Exercise:
Extract the complete listing and repeat it word for word.

Some records:

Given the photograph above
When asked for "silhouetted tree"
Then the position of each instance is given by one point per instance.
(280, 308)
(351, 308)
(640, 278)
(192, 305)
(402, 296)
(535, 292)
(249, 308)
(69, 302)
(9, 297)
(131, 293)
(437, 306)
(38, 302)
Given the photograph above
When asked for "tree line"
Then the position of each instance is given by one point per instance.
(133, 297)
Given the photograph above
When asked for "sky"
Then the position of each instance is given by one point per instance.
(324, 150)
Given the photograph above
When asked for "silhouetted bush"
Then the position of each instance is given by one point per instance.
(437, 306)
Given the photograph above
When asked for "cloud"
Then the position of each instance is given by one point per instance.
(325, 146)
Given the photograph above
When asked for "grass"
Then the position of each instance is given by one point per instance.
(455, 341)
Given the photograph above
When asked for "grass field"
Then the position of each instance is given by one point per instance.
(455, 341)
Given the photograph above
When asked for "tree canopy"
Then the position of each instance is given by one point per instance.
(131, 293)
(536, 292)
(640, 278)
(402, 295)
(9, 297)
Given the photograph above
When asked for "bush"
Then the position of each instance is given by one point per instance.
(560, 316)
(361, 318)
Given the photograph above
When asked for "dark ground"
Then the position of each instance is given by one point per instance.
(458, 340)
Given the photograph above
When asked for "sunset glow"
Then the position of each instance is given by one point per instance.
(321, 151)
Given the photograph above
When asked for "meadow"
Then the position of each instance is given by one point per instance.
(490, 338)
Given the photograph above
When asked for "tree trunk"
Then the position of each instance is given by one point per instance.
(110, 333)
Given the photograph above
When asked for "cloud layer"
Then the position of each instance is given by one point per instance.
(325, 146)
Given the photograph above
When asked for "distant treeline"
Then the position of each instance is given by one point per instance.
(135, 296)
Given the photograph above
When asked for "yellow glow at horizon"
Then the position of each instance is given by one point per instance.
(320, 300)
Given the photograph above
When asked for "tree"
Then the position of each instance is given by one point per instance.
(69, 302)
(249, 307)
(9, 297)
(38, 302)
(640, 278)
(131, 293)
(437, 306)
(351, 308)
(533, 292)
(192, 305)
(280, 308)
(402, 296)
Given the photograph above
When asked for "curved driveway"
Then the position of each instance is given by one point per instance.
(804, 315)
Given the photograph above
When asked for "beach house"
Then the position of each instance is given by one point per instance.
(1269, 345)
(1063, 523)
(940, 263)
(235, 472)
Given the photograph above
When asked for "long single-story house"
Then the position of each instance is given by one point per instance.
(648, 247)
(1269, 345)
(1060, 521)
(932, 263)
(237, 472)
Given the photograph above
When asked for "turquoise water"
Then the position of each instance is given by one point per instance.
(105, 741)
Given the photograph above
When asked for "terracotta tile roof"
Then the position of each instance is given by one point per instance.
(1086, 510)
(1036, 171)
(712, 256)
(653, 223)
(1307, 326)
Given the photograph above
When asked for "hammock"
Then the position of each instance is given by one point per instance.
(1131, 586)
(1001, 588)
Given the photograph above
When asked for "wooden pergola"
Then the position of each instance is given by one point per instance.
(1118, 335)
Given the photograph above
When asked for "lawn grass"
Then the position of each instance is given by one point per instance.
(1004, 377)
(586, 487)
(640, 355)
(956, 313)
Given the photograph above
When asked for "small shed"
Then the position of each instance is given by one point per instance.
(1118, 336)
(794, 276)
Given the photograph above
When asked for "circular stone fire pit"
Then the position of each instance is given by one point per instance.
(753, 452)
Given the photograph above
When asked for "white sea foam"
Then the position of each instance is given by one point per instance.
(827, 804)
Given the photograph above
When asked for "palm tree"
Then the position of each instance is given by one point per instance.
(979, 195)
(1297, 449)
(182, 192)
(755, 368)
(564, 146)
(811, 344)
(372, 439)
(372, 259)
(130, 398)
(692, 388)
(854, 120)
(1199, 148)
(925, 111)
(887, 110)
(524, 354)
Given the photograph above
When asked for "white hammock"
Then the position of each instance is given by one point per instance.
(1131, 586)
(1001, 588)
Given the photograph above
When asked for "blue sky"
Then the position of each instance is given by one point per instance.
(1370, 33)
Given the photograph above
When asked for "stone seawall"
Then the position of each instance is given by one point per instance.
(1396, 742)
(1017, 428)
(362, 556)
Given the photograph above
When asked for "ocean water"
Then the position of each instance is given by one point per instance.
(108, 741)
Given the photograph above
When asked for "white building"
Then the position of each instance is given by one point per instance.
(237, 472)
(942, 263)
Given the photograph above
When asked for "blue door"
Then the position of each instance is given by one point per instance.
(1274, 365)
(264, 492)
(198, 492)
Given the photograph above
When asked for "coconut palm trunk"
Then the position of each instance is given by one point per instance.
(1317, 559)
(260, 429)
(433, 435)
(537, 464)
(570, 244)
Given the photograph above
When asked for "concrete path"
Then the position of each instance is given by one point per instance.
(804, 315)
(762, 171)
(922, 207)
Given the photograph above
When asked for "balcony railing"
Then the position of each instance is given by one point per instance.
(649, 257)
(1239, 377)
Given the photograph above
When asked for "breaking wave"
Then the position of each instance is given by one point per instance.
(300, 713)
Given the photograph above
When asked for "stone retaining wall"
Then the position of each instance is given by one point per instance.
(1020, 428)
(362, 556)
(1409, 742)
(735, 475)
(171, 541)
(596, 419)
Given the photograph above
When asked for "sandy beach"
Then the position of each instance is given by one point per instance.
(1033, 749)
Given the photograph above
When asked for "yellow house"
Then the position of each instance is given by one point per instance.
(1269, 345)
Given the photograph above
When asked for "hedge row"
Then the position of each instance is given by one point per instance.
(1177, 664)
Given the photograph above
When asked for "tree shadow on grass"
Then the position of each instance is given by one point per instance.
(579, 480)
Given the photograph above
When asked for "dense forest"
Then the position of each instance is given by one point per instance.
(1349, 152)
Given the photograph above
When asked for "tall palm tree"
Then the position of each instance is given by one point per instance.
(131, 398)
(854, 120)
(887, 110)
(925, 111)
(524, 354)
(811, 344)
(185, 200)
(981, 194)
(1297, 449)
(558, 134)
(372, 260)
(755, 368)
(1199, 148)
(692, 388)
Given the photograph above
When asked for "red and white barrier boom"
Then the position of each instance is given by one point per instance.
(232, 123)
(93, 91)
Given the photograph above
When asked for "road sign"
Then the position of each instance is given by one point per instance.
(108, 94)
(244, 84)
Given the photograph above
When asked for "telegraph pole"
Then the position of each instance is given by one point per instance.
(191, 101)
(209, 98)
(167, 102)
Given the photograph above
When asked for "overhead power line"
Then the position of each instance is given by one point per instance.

Result:
Given the photograph above
When asked for "silhouetted tree"
Then the position of each instance is given by one point per instance.
(280, 308)
(351, 308)
(640, 278)
(192, 305)
(402, 296)
(535, 292)
(249, 308)
(69, 302)
(9, 297)
(131, 293)
(437, 306)
(38, 302)
Given the photograph above
When asked for "tree line"
Then the position of each instance is given by one point per instance.
(133, 297)
Given the photograph above
When asked for "sky"
Then the position of each instance is given by one point per instance.
(324, 150)
Given the photograph above
When asked for "silhouetted bush"
Then the position of each instance is given by one point per instance.
(437, 306)
Given the photograph above
When asked for "cloud"
Then the position of each instance is given by one point per instance.
(325, 146)
Given the photograph above
When asked for "grass"
Then the position of each instance is given by one point per instance.
(455, 341)
Given the photograph above
When asked for "grass field"
Then the position of each instance is given by one point per instance.
(455, 341)
Given the photograph above
When asked for "tree canopy"
Then the position of each instance is given by one point per instance.
(131, 293)
(536, 292)
(640, 278)
(402, 295)
(9, 297)
Given the photograph above
When asked for "bush"
Then the position of each instance is given by one point per instance.
(560, 316)
(361, 318)
Given the photograph above
When asked for "dark ground"
Then the position of each instance is given by one point per instance.
(458, 340)
Given the photograph above
When asked for "sunset glow"
Then the position of each instance is given by one point per instance.
(321, 151)
Given the photograph above
When asked for "meadow"
Then the position of each instance is given by one point per instance.
(490, 338)
Given the photograph above
When asked for "tree trunk"
Then the position of each instance is given by one point per instance.
(110, 333)
Given the photograph above
When asked for "cloud layer"
Then the position of each instance is given by one point per instance.
(325, 146)
Given the photograph above
When asked for "distant treeline"
Then the position of each instance is given by one point per instance.
(135, 296)
Given the photograph above
When asked for "yellow glow at horizon"
Then the position of each instance is given by one point per instance.
(320, 300)
Given the photograph above
When asked for "tree"
Then the position of each instance is given by one point per instance.
(69, 302)
(249, 307)
(9, 297)
(38, 302)
(640, 278)
(131, 293)
(437, 306)
(351, 308)
(533, 292)
(192, 305)
(280, 308)
(402, 296)
Given the photograph above
When asked for "curved driveway"
Then the position of each instance is given by one point per instance.
(804, 315)
Given the photograph above
When asked for "beach house"
Then the position of each instance is given by one point per instance.
(1269, 345)
(1063, 523)
(940, 263)
(235, 472)
Given the photograph above
When asked for "long single-story house"
Then the position of each instance is given by one point per instance.
(648, 247)
(1269, 345)
(1060, 521)
(932, 263)
(237, 472)
Given the photograph above
When asked for "turquoise water"
Then the position of each instance is given by one point per instance.
(105, 741)
Given the photograph above
When asked for "terracotta tile roof"
Then the position of each instance is given by one point per instance.
(1086, 510)
(1036, 171)
(712, 256)
(653, 223)
(1307, 326)
Given the photograph above
When asked for "hammock"
Then the position of each instance is given by one point per instance.
(1131, 586)
(1001, 588)
Given the photograph above
When asked for "wooden pergola"
Then the position of each instance is given by one point per instance.
(1118, 335)
Given the photograph above
When asked for "lawn grass"
Then the position of each instance is given by one point per instance.
(1004, 377)
(586, 487)
(640, 355)
(956, 313)
Given the photograph above
When asked for "small shed"
Then the position of each instance is given by one point per instance.
(1118, 336)
(794, 276)
Given the photograph above
When asked for "circular stone fire pit"
Then the position of each instance is given by one point per instance.
(753, 452)
Given the photograph above
When asked for "white sea foam"
Then the position of each instance is given by one point per instance.
(827, 804)
Given the photograph above
When asked for "palm tree"
Then the position of each instance is given by one point per instance.
(979, 195)
(1297, 449)
(182, 192)
(755, 368)
(564, 146)
(811, 344)
(372, 439)
(372, 259)
(130, 398)
(692, 388)
(854, 120)
(1199, 148)
(925, 111)
(887, 110)
(524, 354)
Given the photograph above
When asked for "white hammock"
Then the position of each instance is given by one point per instance.
(1131, 586)
(1001, 588)
Given the photograph above
When asked for "blue sky"
Then the position of each instance is given by one point per instance.
(1370, 33)
Given the photograph above
When asked for "stone seawall"
Then the position of each instance is given by one point per instance.
(1396, 742)
(1017, 428)
(362, 556)
Given the photograph above
When asked for "ocean water"
Then the position of each instance is given by one point per instance.
(108, 741)
Given the photograph above
When asked for "white building"
Then the position of each instance is given by one point per instance.
(237, 472)
(942, 263)
Given the photograph above
When asked for "blue door"
Then the position of each instance is given by one point per instance.
(1274, 365)
(264, 492)
(198, 492)
Given the photograph above
When asked for "coconut palm trunk"
Then the position of each instance is given by one point per instance.
(1317, 559)
(260, 429)
(433, 435)
(537, 464)
(570, 244)
Given the photograph above
When asked for "concrete path"
Then the position of each instance is given by one point per instance.
(804, 315)
(762, 171)
(922, 207)
Given the photograph above
When asked for "balcony railing"
Then the position of each instance is given by one point per instance.
(649, 257)
(1239, 377)
Given the photograph above
When asked for "breaking wave"
Then the position of each instance is given by one point per instance.
(300, 713)
Given the photograph above
When asked for "stone retaining wall"
Then the position of each instance is given by one point per instance.
(1020, 428)
(362, 556)
(1409, 742)
(735, 475)
(171, 541)
(596, 419)
Given the photograph above
When asked for "sandy beach"
Then the position of each instance is given by one point per instance.
(1033, 749)
Given the photograph above
When asked for "yellow house"
Then the position of each instance is given by one point per instance.
(1269, 345)
Given the photograph above
When asked for "hedge row"
Then the position of each instance is given by one point per instance.
(1177, 664)
Given the photograph above
When asked for "tree shadow on grass"
Then the position of each instance is given by one point per instance.
(579, 480)
Given the photograph above
When asked for "dense forest"
Then the position of each instance is given by one point per instance.
(1349, 152)
Given the photograph above
When asked for "tall palm tree"
Then the position of each instance is given by one point per instance.
(131, 398)
(854, 120)
(887, 110)
(925, 111)
(524, 354)
(811, 344)
(185, 200)
(981, 194)
(1297, 449)
(558, 134)
(372, 260)
(755, 368)
(1199, 148)
(692, 388)
Given the photograph above
When asked for "red and white barrier boom"
Then the position of each instance is given by one point per instance.
(232, 123)
(93, 91)
Given the photograph above
When asked for "road sign"
Then the position of each instance is given by one point per instance.
(108, 94)
(244, 84)
Given the photograph above
When asked for "telegraph pole"
Then the position of each instance is given by one point per instance.
(191, 101)
(209, 98)
(167, 102)
Given the photograph above
When asked for "overhead power line"
Then the position of each instance is given by one point per instance.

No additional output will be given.